Transcribe each record exactly. Include every one.
++++
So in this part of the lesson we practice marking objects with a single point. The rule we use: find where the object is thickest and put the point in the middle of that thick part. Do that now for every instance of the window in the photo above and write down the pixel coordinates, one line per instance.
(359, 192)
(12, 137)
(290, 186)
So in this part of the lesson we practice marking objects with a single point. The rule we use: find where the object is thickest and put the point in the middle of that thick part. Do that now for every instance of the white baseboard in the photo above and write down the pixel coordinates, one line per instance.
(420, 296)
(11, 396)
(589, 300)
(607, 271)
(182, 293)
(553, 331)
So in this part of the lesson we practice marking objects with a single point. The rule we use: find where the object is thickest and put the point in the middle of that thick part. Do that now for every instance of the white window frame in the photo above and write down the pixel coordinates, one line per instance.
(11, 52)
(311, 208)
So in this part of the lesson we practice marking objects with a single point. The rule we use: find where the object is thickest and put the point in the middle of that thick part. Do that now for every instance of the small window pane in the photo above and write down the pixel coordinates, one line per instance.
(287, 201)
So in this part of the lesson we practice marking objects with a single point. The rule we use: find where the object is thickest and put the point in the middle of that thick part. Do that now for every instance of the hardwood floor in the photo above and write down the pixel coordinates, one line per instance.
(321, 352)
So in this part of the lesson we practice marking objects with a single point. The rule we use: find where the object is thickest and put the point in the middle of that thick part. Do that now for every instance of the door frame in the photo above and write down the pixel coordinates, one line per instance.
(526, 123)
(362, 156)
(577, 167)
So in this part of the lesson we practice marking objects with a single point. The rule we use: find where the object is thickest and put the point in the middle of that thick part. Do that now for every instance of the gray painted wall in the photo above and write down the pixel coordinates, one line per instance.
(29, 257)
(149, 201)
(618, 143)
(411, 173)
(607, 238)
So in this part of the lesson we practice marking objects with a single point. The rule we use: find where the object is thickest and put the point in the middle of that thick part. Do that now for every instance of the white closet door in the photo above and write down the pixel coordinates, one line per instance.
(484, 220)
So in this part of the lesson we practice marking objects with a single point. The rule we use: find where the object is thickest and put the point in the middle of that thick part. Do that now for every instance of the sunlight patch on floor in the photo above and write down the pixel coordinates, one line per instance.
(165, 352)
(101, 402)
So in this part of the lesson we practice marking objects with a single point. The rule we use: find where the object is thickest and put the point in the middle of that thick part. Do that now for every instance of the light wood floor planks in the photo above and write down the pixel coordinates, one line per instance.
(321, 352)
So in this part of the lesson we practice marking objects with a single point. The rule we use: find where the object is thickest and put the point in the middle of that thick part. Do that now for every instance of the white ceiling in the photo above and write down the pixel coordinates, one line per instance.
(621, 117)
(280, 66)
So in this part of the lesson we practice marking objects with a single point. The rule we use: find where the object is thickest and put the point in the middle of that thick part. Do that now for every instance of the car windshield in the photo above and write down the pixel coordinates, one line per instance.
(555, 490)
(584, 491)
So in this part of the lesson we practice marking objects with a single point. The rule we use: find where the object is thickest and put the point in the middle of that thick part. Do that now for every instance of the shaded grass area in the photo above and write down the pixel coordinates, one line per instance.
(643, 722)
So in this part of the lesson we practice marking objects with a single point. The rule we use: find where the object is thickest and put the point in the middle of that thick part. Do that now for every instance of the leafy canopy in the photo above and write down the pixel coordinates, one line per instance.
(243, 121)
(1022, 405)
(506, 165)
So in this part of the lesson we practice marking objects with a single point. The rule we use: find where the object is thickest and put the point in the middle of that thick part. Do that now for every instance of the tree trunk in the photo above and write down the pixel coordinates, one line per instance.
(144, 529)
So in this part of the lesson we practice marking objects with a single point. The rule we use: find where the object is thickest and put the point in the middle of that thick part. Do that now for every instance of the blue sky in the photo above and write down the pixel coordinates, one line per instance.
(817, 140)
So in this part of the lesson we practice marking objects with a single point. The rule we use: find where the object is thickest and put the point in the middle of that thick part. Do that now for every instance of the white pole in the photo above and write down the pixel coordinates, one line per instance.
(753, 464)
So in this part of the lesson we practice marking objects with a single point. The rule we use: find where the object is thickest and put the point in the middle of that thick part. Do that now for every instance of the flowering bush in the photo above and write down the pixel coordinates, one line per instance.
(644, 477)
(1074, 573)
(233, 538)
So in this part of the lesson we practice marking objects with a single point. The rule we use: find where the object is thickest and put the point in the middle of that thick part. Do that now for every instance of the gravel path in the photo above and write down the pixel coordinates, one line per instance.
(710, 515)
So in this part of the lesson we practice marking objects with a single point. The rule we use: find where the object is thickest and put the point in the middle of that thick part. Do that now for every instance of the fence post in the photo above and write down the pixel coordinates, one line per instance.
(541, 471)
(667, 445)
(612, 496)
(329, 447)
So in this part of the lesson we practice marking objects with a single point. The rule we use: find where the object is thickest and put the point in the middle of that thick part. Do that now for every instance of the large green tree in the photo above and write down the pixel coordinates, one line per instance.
++++
Finished answer —
So in this part of the lesson we practice marking objects with a single point. The rule we use: find where the object is thickest and put the point in the middle of that thick part. Do that now for every instance of the window in the photo above and write down the pixel coordinates, one line per instance.
(359, 192)
(12, 137)
(290, 186)
So in this part of the lesson we practice marking objects with a single point. The rule we use: find where the object is thickest and put the point in the middle of that thick part. Do that now for every instance of the white baseboard in the photo above and write down the pixel coordinates, one line per instance.
(420, 296)
(11, 396)
(589, 300)
(607, 271)
(182, 293)
(553, 331)
So in this part of the lesson we practice marking objects with a single point. The rule we use: find where the object is thickest and put the point in the middle of that thick part. Do that now for every instance of the white window frame in the photo above and write down the pixel coordinates, one line per instance.
(11, 52)
(311, 208)
So in this part of the lesson we practice marking objects with a single point. The rule we use: find where the object is thickest and put the point in the middle of that thick part. Do that now for every instance of the small window pane in the photo above and write down the pixel coordinates, one line per instance.
(287, 201)
So in this part of the lesson we practice marking objects with a single point. The rule we use: find where the object is thickest and put the point in the middle of that thick part. Do that now for every instance of the hardwood floor in the photo above and write down the pixel coordinates, one line per instance.
(321, 352)
So in this part of the lesson we practice marking objects with a single point. The rule we use: find where the object is thickest and put the point in the middle of that thick part. Do that now for every instance of the door frame in the photo above and write down the pixel coordinates, one line per instance.
(526, 123)
(362, 156)
(577, 167)
So in this part of the lesson we practice marking objects with a single point. The rule we use: find where the object is thickest and put the point in the middle of that thick part. Do that now for every instance of the gray painted wall in the photo above and write down the pixel coordinates, one line per instance.
(29, 257)
(149, 201)
(618, 143)
(411, 173)
(607, 238)
So in this part of the lesson we practice marking objects with a single point. The rule we use: find where the object is thickest and put the point in the middle of that thick part. Do that now for every instance of the white closet door in the photo above and write down the pixel coordinates, one line per instance.
(484, 220)
So in this part of the lesson we practice marking objects with a single point. The rule we use: find where the object is thickest and put the point in the middle of that thick part. Do that now for every instance of the sunlight patch on floor in the photo above and write down the pixel coordinates, one line per instance.
(165, 352)
(101, 402)
So in this part of the lesson we practice marking objects with a single point. The rule we use: find where the object is thickest and put the point in the middle of that thick part. Do that now for every instance of the light wood floor planks in the photo above and write down the pixel coordinates, one line per instance.
(321, 352)
So in this part of the lesson we practice marking objects with a single point. The rule we use: find where the object is thickest and put the point in the middle of that thick part. Do that now for every instance of the white ceiling in the photo above and write down the pixel coordinates, one line per instance.
(621, 117)
(280, 66)
So in this part of the lesson we practice marking objects with a single point. The rule we use: find where the object is thickest and put the point in the middle of that thick part. Do that now for every instance of the car windshield in the photo above and write down the pixel coordinates, one line per instance.
(555, 490)
(584, 491)
So in this part of the lesson we practice marking objects with a single point. The rule we use: find where the object is thickest and put the point in the middle of that thick part. Do that now for every instance of the shaded grass area in the photo above and write down the pixel coordinates, one line per instance.
(643, 722)
So in this part of the lesson we practice marking objects with a single point. The rule we use: find where the object is thickest and put the point in the middle of that thick part. Do that now for every instance of the leafy canopy in the photo above and write down the pixel coordinates, one line per instance.
(243, 121)
(1022, 405)
(506, 165)
So in this part of the lesson we practice marking objects with a single point. The rule we use: find where the object is thickest and put the point in the middle of that thick part. Do that now for every instance of the tree trunk in the photo above and write down the pixel coordinates, one line per instance.
(144, 529)
So in this part of the lesson we practice marking objects with a single point. The rule we use: find where the object is thickest and put the point in the middle of that thick part. Do that now for every instance of the blue sky in the photo above and write down the pixel coordinates, one line per instance.
(817, 140)
So in this part of the lesson we practice marking objects with a single point. The rule we use: find where the object is thickest and put the point in the middle of that thick part. Do that now for every instance of the white pole in the photo above and write down the pixel coordinates, one line per instance.
(753, 464)
So in this part of the lesson we practice marking objects with a single point. The rule we use: find where the object is thickest and put the point in the middle of that thick part. Do that now for every instance of the flowering bush in the photo above and write down the pixel coordinates, one line per instance.
(644, 477)
(1074, 573)
(233, 538)
So in this part of the lesson we practice marking objects with a single point. The rule we use: find where the object is thickest and put the point in the middle of that thick part. Do that now for every instance of the gravel path in the photo above and write down the pixel coordinates, one line per instance.
(710, 515)
So in this part of the lesson we practice marking objects with a single point. The rule we use: find where the object is thickest and put the point in the middle of that thick part. Do that now for every instance of the fence post in the photo above and write down the pixel coordinates, one line per instance.
(541, 471)
(667, 445)
(612, 496)
(329, 447)
So in this part of the lesson we practice marking objects with a single point. The rule we use: find where the object is thickest and put the point in the middle of that thick part. Do that now for every instance of the large green tree in the photo above and write down the pixel coordinates, one line per instance.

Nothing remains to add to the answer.